* _Text section_:
=== Section Start ===

July 2025
ARC England welcomes the Dr Penny Dash Review and acknowledges its robust evaluation of patient safety across the health and social care system. The report offers a critical examination of longstanding challenges and proposes decisive reforms to improve safety and quality outcomes.
The review highlights that, despite considerable investment amounting to billions of pounds, progress in patient safety remains limited. A disproportionate focus on safety has at times overshadowed broader elements of care quality, such as effectiveness and patient experience. This is especially true in the experience of people with learning disabilities and autistic people.
Oversight across the sector remains excessively fragmented — with over 40 statutory bodies (including the CQC, Healthwatch, NHS Resolution and the National Guardian’s Office) contributing to duplication and ambiguity. Additionally, the report cites the volume of inquiries and recommendations — often lacking cost-benefit clarity — as a contributing factor to inefficiency and slow systemic change.
The NHS’s data assets, although rich, are reportedly underutilised, particularly in shaping proactive safety improvements. Adult social care continues to lack a national quality framework, and complaint handling remains inconsistent, slow, and overly complex.
In response to these findings, ARC England fully endorses the report’s recommendations, notably:
- The streamlining of governance structures to reduce duplication and provide clarity of leadership
- The creation of a national strategy for adult social care quality with defined metrics and outcome measures
- The consolidation of complaints and patient feedback mechanisms to improve responsiveness and public trust
- The enhanced use of data and artificial intelligence to support proactive oversight
- The embedding of cost-benefit analysis and true accountability within the inquiry process
Furthermore, ARC England supports broader themes identified within the review, including restoring regulatory performance and clarity within the Care Quality Commission and rebalancing the concept of “quality” to incorporate safety, effectiveness, and the lived experience of individuals.
However, we would caution concern regarding the proposed reallocation of Healthwatch functions to Integrated Care Boards (ICBs) and Local Authorities.
Healthwatch has historically served as an independent and trusted channel through which citizens could voice concerns about health and social care. Its ability to advocate impartially and independently on behalf of people who draw on care and support services is vital and must not be compromised. Transferring these duties risks undermining public trust and weakening the representative voice of the community.
We welcome the renewed attention to adult social care and stand ready to contribute to the development of a national quality framework and measurement matrix. We strongly advocate for the co-production of outcome measures with people with lived experience of learning disabilities and autism, ensuring that reform efforts are grounded in real experience and reflective of those they serve.
This review offers both diagnosis and direction, and ARC England affirms our commitment to supporting meaningful change across the system in pursuit of improved safety, trust and quality of healthcare for people with learning disabilities and autistic people.

=== Section End ===

* _Entries supplied_:
=== Section Start ===

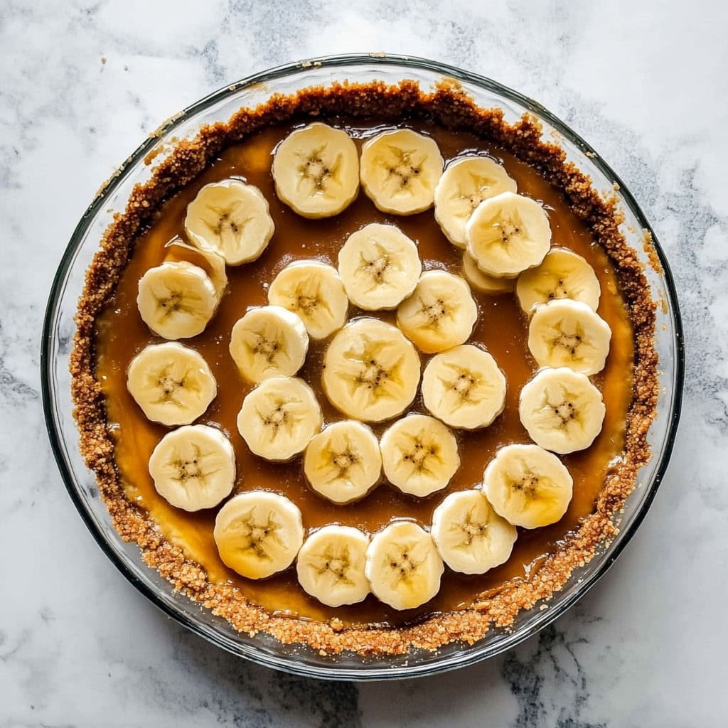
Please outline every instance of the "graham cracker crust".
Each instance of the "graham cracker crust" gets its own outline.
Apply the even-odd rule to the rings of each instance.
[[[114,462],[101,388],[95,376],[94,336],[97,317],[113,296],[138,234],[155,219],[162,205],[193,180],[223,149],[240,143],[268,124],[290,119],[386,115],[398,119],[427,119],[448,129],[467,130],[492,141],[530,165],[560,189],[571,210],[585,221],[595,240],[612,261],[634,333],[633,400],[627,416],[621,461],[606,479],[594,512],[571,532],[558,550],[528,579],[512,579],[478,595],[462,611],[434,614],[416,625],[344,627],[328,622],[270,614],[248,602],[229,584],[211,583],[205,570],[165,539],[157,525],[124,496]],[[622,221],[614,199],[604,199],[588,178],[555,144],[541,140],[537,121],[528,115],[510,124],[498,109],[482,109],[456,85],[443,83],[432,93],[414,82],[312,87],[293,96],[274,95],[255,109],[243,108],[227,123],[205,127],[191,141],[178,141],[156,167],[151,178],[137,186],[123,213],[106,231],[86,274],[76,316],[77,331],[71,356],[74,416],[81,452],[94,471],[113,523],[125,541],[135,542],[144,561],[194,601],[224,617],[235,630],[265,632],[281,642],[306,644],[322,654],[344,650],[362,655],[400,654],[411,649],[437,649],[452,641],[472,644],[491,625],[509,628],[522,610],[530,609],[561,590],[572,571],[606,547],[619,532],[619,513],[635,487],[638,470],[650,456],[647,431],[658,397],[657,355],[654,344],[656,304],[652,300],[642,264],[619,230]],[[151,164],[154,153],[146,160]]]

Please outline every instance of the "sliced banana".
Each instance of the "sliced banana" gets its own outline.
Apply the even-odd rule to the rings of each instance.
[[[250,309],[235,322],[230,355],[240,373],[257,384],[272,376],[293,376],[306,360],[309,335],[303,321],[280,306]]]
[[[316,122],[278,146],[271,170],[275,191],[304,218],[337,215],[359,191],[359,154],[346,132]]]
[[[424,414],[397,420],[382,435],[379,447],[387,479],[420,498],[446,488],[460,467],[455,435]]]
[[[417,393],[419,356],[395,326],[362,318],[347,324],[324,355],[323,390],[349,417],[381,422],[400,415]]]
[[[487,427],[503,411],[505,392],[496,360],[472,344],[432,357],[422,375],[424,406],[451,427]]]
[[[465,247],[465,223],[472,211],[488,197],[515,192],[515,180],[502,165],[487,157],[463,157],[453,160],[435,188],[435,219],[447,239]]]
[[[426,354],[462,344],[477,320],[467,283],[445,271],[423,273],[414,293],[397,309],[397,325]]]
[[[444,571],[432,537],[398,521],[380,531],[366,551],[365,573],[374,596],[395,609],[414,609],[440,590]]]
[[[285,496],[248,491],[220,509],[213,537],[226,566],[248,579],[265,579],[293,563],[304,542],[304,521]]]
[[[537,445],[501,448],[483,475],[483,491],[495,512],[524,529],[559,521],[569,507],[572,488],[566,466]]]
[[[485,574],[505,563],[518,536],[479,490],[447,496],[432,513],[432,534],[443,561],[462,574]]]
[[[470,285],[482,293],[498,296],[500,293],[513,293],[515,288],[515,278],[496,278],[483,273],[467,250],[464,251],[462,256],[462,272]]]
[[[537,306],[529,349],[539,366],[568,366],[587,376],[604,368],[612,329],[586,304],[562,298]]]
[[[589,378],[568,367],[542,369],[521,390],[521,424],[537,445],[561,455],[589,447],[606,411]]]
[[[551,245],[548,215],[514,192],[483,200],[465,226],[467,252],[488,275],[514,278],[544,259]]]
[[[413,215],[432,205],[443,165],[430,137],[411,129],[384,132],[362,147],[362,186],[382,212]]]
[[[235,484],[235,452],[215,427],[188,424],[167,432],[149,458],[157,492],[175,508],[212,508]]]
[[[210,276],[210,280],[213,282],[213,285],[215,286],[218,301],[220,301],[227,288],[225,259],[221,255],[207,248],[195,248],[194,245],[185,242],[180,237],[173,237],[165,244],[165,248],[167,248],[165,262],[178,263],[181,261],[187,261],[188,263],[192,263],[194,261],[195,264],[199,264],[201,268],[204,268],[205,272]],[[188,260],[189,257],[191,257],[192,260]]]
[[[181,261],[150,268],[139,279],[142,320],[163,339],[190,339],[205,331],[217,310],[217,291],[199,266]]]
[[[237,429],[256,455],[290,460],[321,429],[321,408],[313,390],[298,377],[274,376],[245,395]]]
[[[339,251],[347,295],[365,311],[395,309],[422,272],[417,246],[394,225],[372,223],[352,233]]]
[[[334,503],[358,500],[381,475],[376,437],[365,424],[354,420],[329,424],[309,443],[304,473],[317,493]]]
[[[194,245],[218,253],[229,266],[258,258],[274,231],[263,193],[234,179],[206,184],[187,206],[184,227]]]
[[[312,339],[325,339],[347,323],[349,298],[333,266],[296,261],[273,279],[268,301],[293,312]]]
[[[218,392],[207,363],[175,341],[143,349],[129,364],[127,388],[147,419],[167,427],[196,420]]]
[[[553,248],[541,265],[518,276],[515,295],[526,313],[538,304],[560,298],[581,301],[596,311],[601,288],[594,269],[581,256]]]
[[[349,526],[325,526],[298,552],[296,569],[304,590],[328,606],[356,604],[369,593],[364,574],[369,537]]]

=== Section End ===
=== Section Start ===

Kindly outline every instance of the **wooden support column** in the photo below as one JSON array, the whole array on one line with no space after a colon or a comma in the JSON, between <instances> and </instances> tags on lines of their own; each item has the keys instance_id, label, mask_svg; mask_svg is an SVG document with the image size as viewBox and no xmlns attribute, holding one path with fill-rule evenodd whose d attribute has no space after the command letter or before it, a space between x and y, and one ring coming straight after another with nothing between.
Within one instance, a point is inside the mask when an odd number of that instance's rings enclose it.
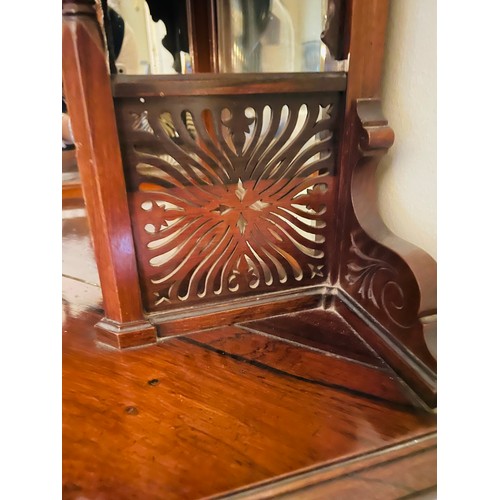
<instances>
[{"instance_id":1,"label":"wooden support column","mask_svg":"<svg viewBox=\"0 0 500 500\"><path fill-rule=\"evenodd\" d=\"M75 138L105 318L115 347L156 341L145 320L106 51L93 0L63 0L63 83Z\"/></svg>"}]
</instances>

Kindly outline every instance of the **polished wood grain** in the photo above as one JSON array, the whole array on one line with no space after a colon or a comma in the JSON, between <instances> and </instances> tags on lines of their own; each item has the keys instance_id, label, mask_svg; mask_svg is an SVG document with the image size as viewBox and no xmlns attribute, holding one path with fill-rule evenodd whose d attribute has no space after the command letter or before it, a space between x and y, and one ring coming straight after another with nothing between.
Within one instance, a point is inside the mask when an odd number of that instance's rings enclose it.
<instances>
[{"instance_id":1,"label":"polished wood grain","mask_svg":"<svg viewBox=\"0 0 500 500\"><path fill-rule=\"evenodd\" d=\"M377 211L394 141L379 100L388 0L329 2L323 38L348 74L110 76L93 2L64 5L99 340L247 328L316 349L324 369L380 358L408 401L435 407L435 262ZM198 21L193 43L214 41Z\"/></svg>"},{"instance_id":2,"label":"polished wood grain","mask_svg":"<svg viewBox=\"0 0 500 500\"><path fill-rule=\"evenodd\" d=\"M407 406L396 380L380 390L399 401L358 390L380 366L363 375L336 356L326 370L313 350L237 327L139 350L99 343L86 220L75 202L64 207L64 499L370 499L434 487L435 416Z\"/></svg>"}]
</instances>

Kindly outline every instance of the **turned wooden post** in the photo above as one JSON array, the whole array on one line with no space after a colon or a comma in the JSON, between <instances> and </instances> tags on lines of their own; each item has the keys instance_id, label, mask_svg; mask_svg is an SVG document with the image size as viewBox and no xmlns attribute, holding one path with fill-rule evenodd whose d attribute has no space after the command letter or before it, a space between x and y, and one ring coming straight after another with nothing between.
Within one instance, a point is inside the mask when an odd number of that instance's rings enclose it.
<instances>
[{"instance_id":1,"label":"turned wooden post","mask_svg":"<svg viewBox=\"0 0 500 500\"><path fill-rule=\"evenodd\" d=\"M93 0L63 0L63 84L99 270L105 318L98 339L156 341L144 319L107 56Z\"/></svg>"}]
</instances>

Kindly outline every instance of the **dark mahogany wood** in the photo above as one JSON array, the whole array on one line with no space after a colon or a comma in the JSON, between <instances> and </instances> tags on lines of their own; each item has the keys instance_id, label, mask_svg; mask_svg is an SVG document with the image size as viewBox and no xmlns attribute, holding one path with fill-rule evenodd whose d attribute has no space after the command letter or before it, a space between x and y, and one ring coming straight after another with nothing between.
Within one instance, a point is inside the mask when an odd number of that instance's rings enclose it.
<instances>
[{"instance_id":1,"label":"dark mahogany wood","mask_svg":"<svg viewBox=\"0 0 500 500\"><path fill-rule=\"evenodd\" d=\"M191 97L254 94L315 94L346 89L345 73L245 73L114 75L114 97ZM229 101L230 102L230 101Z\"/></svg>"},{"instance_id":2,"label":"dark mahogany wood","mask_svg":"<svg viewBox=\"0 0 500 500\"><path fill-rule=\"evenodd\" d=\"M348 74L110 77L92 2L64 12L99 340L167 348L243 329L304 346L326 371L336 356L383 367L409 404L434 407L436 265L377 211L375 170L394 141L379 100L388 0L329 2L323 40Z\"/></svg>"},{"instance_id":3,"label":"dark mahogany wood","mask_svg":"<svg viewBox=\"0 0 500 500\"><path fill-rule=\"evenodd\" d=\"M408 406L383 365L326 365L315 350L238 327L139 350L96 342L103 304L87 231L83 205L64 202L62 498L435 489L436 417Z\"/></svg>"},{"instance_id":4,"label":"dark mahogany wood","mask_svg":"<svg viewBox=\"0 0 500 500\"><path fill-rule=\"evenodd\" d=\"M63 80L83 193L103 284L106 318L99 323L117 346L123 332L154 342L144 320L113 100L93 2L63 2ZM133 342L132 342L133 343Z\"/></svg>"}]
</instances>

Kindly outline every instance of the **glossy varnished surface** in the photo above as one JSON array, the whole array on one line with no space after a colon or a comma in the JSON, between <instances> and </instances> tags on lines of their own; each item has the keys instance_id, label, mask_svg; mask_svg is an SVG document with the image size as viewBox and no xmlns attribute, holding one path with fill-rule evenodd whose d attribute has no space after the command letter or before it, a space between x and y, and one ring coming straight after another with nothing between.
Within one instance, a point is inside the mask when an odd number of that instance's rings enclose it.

=== Section End ===
=== Section Start ===

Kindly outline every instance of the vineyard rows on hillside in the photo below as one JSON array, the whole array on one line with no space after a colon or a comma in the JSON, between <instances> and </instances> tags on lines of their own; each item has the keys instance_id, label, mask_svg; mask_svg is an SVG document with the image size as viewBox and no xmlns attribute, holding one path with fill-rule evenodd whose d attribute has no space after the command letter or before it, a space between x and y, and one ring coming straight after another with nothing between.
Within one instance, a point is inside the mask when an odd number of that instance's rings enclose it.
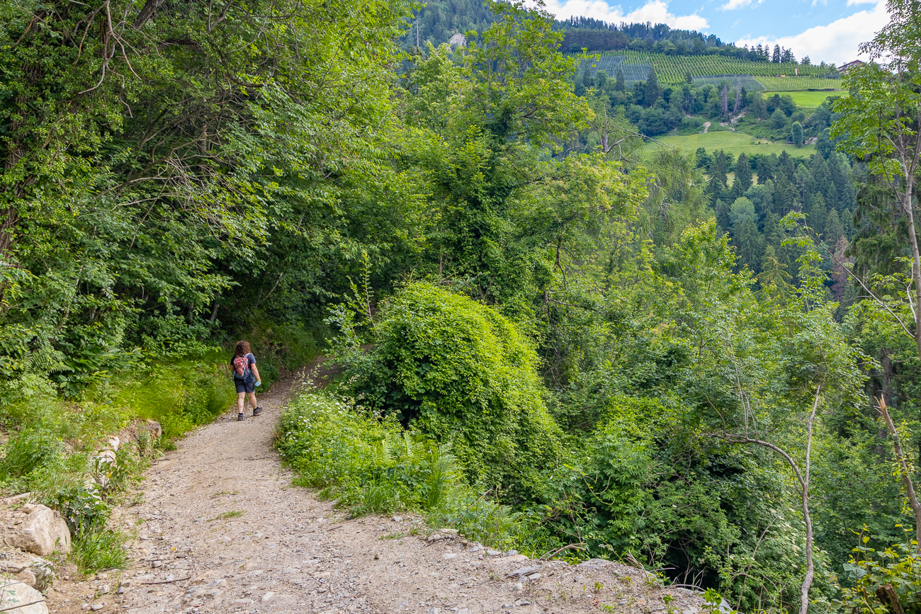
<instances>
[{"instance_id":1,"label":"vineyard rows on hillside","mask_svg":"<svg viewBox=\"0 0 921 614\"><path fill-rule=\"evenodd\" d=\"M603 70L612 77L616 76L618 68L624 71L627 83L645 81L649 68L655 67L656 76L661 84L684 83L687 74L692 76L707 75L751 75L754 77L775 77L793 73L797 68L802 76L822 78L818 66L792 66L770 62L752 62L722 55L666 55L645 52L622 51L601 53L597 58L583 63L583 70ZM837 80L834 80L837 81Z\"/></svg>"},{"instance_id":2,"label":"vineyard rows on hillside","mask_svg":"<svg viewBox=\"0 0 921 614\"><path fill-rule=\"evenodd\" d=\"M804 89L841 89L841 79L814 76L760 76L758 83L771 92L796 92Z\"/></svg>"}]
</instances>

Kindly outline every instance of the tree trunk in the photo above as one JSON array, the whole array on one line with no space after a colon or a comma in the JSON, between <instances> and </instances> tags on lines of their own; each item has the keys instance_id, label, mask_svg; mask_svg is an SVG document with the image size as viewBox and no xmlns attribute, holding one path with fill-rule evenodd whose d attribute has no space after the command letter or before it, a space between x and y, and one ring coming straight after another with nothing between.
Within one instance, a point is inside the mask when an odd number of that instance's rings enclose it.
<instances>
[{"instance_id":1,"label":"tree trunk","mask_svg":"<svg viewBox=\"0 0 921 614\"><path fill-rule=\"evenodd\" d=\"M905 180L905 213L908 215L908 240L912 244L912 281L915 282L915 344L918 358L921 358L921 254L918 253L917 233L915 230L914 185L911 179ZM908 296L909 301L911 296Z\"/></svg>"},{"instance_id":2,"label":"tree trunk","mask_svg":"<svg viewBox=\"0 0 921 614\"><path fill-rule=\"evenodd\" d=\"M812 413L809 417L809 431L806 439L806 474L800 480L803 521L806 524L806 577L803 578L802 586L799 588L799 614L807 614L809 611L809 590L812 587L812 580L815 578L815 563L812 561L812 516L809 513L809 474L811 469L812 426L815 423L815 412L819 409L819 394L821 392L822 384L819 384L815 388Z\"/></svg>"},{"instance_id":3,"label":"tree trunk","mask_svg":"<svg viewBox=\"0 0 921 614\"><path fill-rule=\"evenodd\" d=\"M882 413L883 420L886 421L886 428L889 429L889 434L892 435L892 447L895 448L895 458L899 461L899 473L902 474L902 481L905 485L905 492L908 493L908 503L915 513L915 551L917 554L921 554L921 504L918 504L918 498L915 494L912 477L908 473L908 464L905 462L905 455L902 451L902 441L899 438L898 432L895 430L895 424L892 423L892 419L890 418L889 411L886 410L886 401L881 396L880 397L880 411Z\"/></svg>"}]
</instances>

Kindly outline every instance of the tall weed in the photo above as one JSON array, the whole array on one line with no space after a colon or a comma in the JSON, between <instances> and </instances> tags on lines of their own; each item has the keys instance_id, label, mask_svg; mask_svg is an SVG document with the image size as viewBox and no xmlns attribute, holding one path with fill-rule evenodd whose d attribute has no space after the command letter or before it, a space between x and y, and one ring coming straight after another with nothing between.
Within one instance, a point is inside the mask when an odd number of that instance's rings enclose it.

=== Section End ===

* _Problem_: Please reproduce word for word the passage of the ARC England statement on the Dash Review starting at "The NHS’s data" and ending at "and overly complex.".

* _Result_:
The NHS’s data assets, although rich, are reportedly underutilised, particularly in shaping proactive safety improvements. Adult social care continues to lack a national quality framework, and complaint handling remains inconsistent, slow, and overly complex.